This document lives next to the ADRs and matches the structure of bd's error messages: each named refusal in bd init points here to a labeled anchor with step-by-step recovery instructions.

See also: bd help init-safety, and ADR 0002 — bd init safety invariants.

Table of contents


init-force-refused

Exit code: 10 (ExitRemoteDivergenceRefused)

Symptom

bd init refuses: remote 'origin' already has Dolt history (refs/dolt/data).
  Why: --force / --reinit-local bypasses only the LOCAL data-safety
       guard. ...

Why this happens

bd init --force (or --reinit-local) tells bd to bypass the local data-safety guard. But the remote already has project history. Proceeding would create an orphan local Dolt branch with no common ancestor on origin. The next bd dolt push would either fail (no common ancestor) or — worse, if force-pushed — destroy the team's data.

Recovery paths

Pick the one that matches your intent.

1. You want to adopt the remote's history (most common)

bd bootstrap

This clones the remote's Dolt database into a fresh local .beads/. Your local state is ignored; the team's history becomes yours.

2. You want to diagnose what went wrong before deciding

bd doctor
bd dolt status

bd doctor walks the local + remote state and names concrete problems. bd dolt status shows the Dolt-level view. Neither modifies anything.

3. You intentionally want to overwrite the remote's history (destructive)

This is a cross-boundary operation that affects every collaborator. You need to pair --reinit-local with --discard-remote. In interactive mode bd will prompt for confirmation; in non-interactive mode you must supply a --destroy-token. See bd help init-safety for the token format.

After bd init --reinit-local --discard-remote, your next bd dolt push must be a history-replacing push. Coordinate with your team before doing this.


init-token-missing

Exit code: 12 (ExitDestroyTokenMissing)

Symptom

bd init refuses: --discard-remote requires an explicit destroy-token in non-interactive mode.

**Recorded data:**

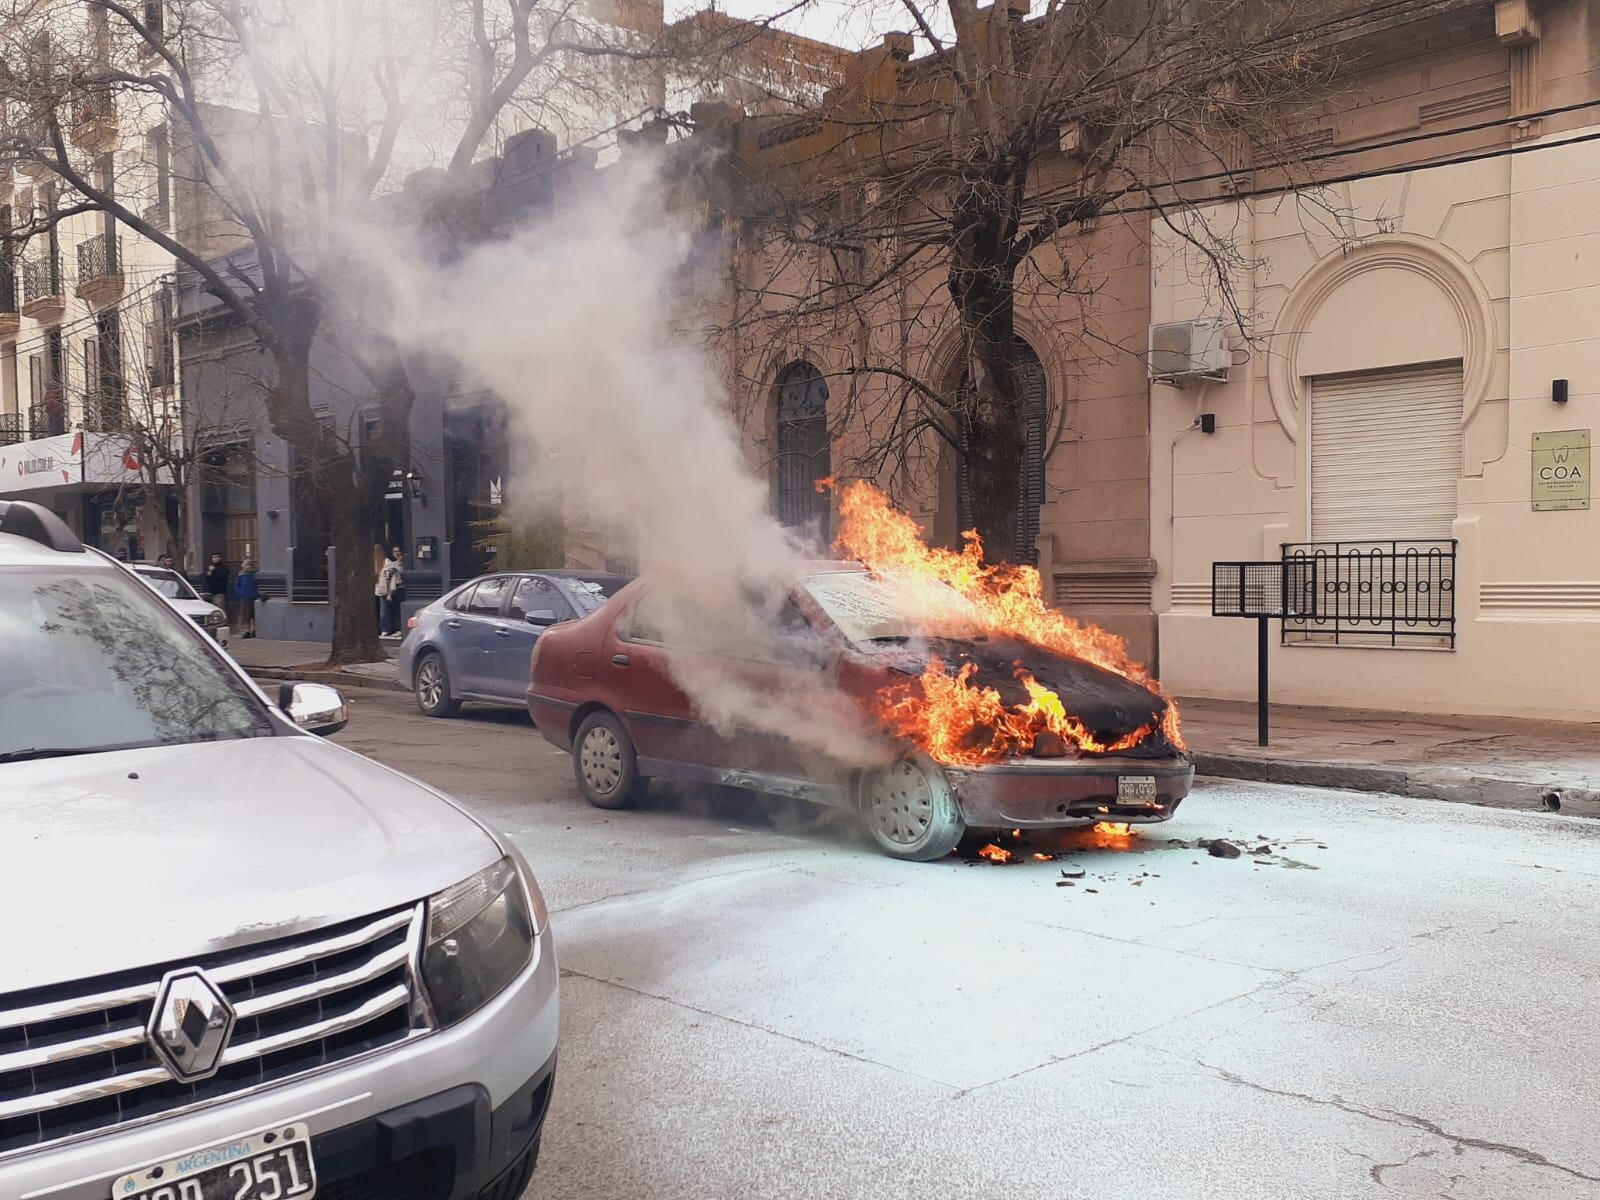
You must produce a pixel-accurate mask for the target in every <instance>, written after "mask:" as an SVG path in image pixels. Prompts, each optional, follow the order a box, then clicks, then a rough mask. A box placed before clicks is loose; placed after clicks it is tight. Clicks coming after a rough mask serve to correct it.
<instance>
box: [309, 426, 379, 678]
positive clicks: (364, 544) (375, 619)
mask: <svg viewBox="0 0 1600 1200" xmlns="http://www.w3.org/2000/svg"><path fill="white" fill-rule="evenodd" d="M341 459H342V461H341V462H338V464H336V466H334V467H333V470H330V472H328V480H326V485H325V486H323V494H322V499H323V504H325V506H326V510H328V520H330V523H331V525H333V563H334V579H333V648H331V651H330V653H328V664H330V666H342V664H346V662H382V661H384V646H382V642H379V640H378V611H376V605H374V603H373V586H374V584H376V582H378V578H376V574H374V571H373V534H371V530H373V506H371V502H370V501H368V498H366V488H365V486H363V485H365V483H366V480H362V478H360V472H358V464H357V462H355V461H354V458H352V456H350V453H349V451H347V450H346V451H344V453H342V454H341ZM328 485H333V486H328Z"/></svg>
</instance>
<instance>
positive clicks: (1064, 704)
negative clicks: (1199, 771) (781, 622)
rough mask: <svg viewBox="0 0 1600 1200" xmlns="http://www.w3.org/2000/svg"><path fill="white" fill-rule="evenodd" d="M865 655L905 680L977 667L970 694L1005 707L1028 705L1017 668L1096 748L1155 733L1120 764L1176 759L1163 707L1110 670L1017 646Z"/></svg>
mask: <svg viewBox="0 0 1600 1200" xmlns="http://www.w3.org/2000/svg"><path fill="white" fill-rule="evenodd" d="M869 654H870V656H872V659H874V661H875V662H877V664H880V666H885V667H890V669H891V670H898V672H902V674H906V675H922V674H923V670H926V667H928V664H930V662H931V661H933V659H934V658H938V659H939V661H941V662H944V666H946V670H949V672H950V674H952V675H954V674H955V672H958V670H960V669H962V667H963V666H966V664H968V662H971V664H973V666H974V667H976V672H974V674H973V678H971V683H973V686H982V688H994V690H995V691H998V693H1000V699H1002V701H1005V702H1006V704H1008V706H1011V704H1027V690H1026V688H1024V686H1022V685H1021V683H1019V682H1018V678H1016V675H1018V667H1021V669H1024V670H1027V672H1029V674H1032V675H1034V678H1035V680H1038V683H1042V685H1043V686H1046V688H1050V690H1051V691H1053V693H1056V694H1058V696H1061V702H1062V704H1064V706H1066V709H1067V712H1069V714H1072V715H1074V717H1077V718H1078V720H1080V722H1083V725H1085V726H1086V728H1088V730H1090V733H1093V734H1094V739H1096V741H1099V742H1106V744H1110V742H1115V741H1118V739H1120V738H1126V736H1128V734H1130V733H1134V731H1136V730H1139V728H1142V726H1150V728H1154V730H1155V733H1152V734H1150V736H1149V738H1146V739H1144V741H1141V742H1139V746H1136V747H1134V749H1131V750H1123V752H1122V754H1123V757H1139V758H1160V757H1171V755H1174V754H1178V750H1176V749H1174V747H1173V746H1171V742H1168V741H1166V738H1165V736H1163V734H1162V733H1160V725H1162V718H1163V717H1165V715H1166V701H1165V699H1162V698H1160V696H1157V694H1155V693H1152V691H1150V690H1149V688H1146V686H1142V685H1139V683H1134V682H1133V680H1130V678H1126V677H1123V675H1118V674H1117V672H1114V670H1106V669H1104V667H1096V666H1094V664H1093V662H1085V661H1083V659H1080V658H1072V656H1070V654H1058V653H1056V651H1053V650H1045V648H1043V646H1038V645H1035V643H1032V642H1026V640H1022V638H1011V637H994V635H989V637H971V638H955V637H923V638H912V640H909V642H880V643H877V645H874V646H872V648H870V651H869Z"/></svg>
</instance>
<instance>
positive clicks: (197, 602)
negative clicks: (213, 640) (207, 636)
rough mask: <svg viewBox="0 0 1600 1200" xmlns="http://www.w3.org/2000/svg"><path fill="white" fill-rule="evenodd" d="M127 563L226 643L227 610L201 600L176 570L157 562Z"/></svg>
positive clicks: (226, 639)
mask: <svg viewBox="0 0 1600 1200" xmlns="http://www.w3.org/2000/svg"><path fill="white" fill-rule="evenodd" d="M128 566H130V568H133V573H134V574H138V576H139V578H141V579H144V582H147V584H149V586H150V587H154V589H155V590H157V592H160V594H162V595H163V597H165V598H166V602H168V603H170V605H171V606H173V608H176V610H178V611H179V613H182V614H184V616H187V618H189V619H190V621H194V622H195V624H197V626H200V627H202V629H203V630H205V632H208V634H210V635H211V637H214V638H216V640H218V642H219V643H221V645H224V646H226V645H227V635H229V629H227V613H224V611H222V610H221V608H218V606H216V605H213V603H211V602H210V600H202V598H200V594H198V592H197V590H195V589H194V587H190V586H189V581H187V579H184V578H182V576H181V574H179V573H178V571H174V570H173V568H170V566H162V565H160V563H128Z"/></svg>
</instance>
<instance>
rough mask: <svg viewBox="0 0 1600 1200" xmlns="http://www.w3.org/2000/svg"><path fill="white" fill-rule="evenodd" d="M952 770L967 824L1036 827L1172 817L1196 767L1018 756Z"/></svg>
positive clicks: (1186, 789)
mask: <svg viewBox="0 0 1600 1200" xmlns="http://www.w3.org/2000/svg"><path fill="white" fill-rule="evenodd" d="M946 774H947V776H949V779H950V787H952V789H954V792H955V798H957V800H958V802H960V805H962V816H963V818H965V819H966V824H970V826H978V827H984V826H1013V827H1035V829H1037V827H1045V826H1074V824H1082V822H1085V821H1126V822H1128V824H1152V822H1157V821H1166V819H1170V818H1171V816H1173V813H1176V811H1178V805H1179V803H1181V802H1182V798H1184V797H1186V795H1189V787H1190V786H1192V784H1194V778H1195V768H1194V765H1192V763H1190V762H1189V760H1187V758H1154V760H1149V758H1117V757H1104V758H1070V760H1064V758H1016V760H1011V762H1005V763H994V765H990V766H947V768H946ZM1152 784H1154V787H1152ZM1152 792H1154V794H1152Z"/></svg>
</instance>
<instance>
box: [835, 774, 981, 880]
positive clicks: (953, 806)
mask: <svg viewBox="0 0 1600 1200" xmlns="http://www.w3.org/2000/svg"><path fill="white" fill-rule="evenodd" d="M861 818H862V819H864V821H866V822H867V832H869V834H872V840H874V842H877V843H878V850H882V851H883V853H885V854H888V856H890V858H899V859H906V861H907V862H931V861H934V859H939V858H944V856H946V854H949V853H950V851H952V850H955V846H957V843H958V842H960V840H962V835H963V834H966V821H965V819H963V818H962V806H960V803H957V800H955V792H954V790H950V781H949V778H947V776H946V774H944V771H941V770H939V766H938V763H934V762H931V760H928V758H920V757H918V758H901V760H899V762H896V763H893V765H890V766H883V768H878V770H875V771H869V773H867V774H866V776H864V778H862V779H861Z"/></svg>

**Activities:**
1. In the bd init recovery guide, which command should you run to adopt the remote's history?
2. Carry the bd init recovery guide on from its last sentence, keeping its headings and style.
The records have nothing to do with the bd init recovery guide.

**Task results:**
1. bd bootstrap

2.
Why this happens

You're running non-interactively (CI, agent, piped input) and passed --discard-remote. Destructive cross-boundary operations cannot be authorized silently.

Recovery paths

1. Run interactively

Re-run in a TTY. bd init --reinit-local --discard-remote will prompt you to type the destroy-token at confirmation time.

2. Supply the token explicitly (CI/automation)

The token format is DESTROY-<issue-prefix>. For a project whose issue prefix is bd:

bd init --reinit-local --discard-remote --destroy-token=DESTROY-bd

Automation should template the token from project state, not from error output. See ADR 0002 — Invariant 4 for why the token is never echoed in bd's error messages.


init-local-exists

Exit code: 11 (ExitLocalExistsRefused)

Symptom

Refusing to destroy N issues in non-interactive mode.
  See 'bd help init-safety' for the required --destroy-token format.

Or, in interactive mode, you declined the typed destroy N issues confirmation.

Why this happens

Local .beads/ has existing issues. bd init --reinit-local would permanently destroy them.

Recovery paths

1. Export first, then proceed

bd export > backup.jsonl
bd init --reinit-local

backup.jsonl lets you re-import individual issues if needed.

2. Investigate why you hit this

If you did NOT expect bd init to be the right command here, run bd doctor first — you may be looking at a server config issue that a re-init won't fix.